» **Instrução 1**:
Com base no texto sobre o Supremo, responda:
(a) Quantas ações de constitucionalidade pendentes no Supremo compõem o estoque citado nas perguntas iniciais?
(b) Quantos processos o Supremo recebeu em 2019?
(c) Quantos processos compõem o estoque na fila de julgamento do Supremo?
» **Instrução 2**: Redija a continuação do texto sobre o estoque de processos do Supremo, começando após a última frase apresentada.

» **Bloco de texto**:

>>

Assentados estes pontos, duas perguntas essenciais pedem respostas: por que temos tanta demora processual e insegurança jurídica com um controle de constitucionalidade tão poderoso? Como se explica um estoque de 1.986 ações de constitucionalidade pendentes no Supremo, apesar do reconhecido esforço e trabalho dos 11 ministros da corte constitucional? Este modesto artigo tem por objetivo ensaiar respostas e incentivar debate responsável sobre o excesso de competência processual do Supremo e o estoque de processos esperando julgamento na nossa suprema corte. Vamos aos números.

O Supremo recebeu 90.039 processos em 2019, sendo 20.125 (22,4%) da competência originária (processos que começam no Supremo) e 69.914 (77,6%) da competência recursal (processos que vêm das instâncias inferiores). Dentro da competência originária, destacam-se a entrada de 349 novas ações de controle concentrado de constitucionalidade em 2019 e o julgamento de 271 (200 em 2018) dessa mesma espécie. Em 2019, o Supremo proferiu mais de 16,6 mil decisões colegiadas de um total de 110 mil, considerando também as decisões monocráticas e despachos. O estoque de processos na fila de julgamento do Supremo, mesmo festejado como menor, é estrondoso: 30.662 processos.

<<

» **Material fornecido**:

>>

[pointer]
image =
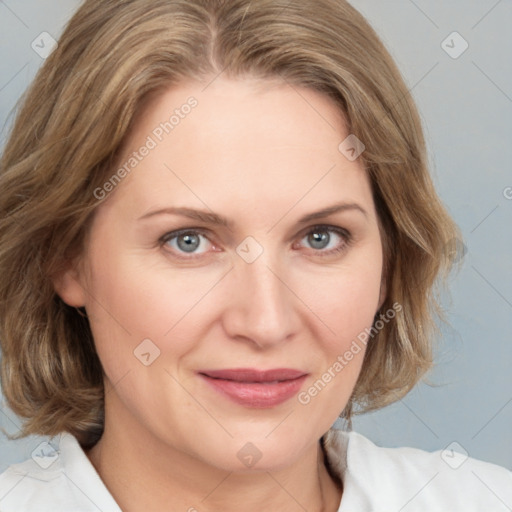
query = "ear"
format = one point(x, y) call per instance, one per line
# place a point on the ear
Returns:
point(67, 285)
point(382, 293)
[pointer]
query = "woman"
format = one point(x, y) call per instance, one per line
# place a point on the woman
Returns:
point(219, 234)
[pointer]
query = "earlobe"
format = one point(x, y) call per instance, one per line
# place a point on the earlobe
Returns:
point(68, 288)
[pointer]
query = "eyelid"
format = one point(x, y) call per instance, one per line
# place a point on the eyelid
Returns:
point(342, 232)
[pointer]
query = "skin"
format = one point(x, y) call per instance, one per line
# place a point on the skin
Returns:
point(261, 154)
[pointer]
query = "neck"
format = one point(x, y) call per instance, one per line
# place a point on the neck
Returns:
point(143, 473)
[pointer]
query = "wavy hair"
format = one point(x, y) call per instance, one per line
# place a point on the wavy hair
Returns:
point(112, 57)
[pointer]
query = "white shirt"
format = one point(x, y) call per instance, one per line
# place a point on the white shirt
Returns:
point(374, 480)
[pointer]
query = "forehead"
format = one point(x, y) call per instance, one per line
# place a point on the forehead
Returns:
point(248, 141)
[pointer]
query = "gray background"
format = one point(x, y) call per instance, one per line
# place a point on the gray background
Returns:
point(466, 105)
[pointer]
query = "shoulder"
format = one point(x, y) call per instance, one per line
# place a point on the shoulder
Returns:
point(58, 477)
point(405, 479)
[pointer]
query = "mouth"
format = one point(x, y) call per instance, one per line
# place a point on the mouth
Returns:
point(259, 389)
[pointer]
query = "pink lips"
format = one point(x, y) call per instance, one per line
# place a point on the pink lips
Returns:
point(256, 388)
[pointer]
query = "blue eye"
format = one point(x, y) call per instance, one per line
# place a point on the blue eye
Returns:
point(188, 242)
point(327, 239)
point(322, 240)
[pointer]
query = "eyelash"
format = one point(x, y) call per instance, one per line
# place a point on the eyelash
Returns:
point(342, 233)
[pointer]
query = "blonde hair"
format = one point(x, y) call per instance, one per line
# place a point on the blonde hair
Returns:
point(112, 57)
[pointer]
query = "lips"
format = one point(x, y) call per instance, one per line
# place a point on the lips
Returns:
point(255, 388)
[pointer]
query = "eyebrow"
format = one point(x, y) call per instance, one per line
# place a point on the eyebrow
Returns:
point(216, 219)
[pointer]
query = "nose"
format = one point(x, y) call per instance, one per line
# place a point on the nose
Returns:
point(263, 308)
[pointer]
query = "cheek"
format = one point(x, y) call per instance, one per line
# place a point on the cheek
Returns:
point(130, 302)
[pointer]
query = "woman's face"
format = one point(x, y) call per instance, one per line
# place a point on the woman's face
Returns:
point(240, 241)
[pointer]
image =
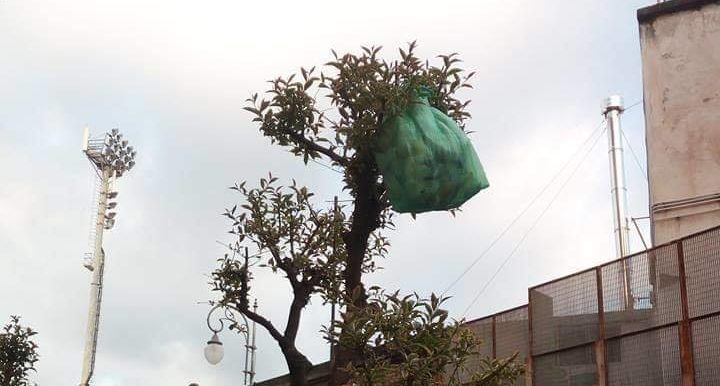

<<

» **Resposta do exercício 1**:
(a) 1.986 ações.
(b) 90.039 processos.
(c) 30.662 processos.

» **Resposta do exercício 2**:
Os explosivos números acima evidenciam que há alguma coisa errada ou, no mínimo, mal estruturada. Na comparação com as demais cortes supremas das grandes democracias, os números do nosso Supremo pairam no patamar do inacreditável, da chacota. Basta lembrar dois exemplos: a Corte Suprema americana recebe por volta de 5 mil processos por ano, escolhe em média 120 para julgamento e arquiva os demais; a Corte Suprema da Alemanha produz uma média de 7 mil decisões por ano. Os espantosos números do nosso Supremo (mais de 110 mil decisões por ano, 16,6 mil colegiadas) indicam que a corte é quase juízo universal da nação: nada escapa, parecendo um insaciável resolvedor dos conflitos do país, assim perdendo o foco de sua função diretiva do sistema judicial.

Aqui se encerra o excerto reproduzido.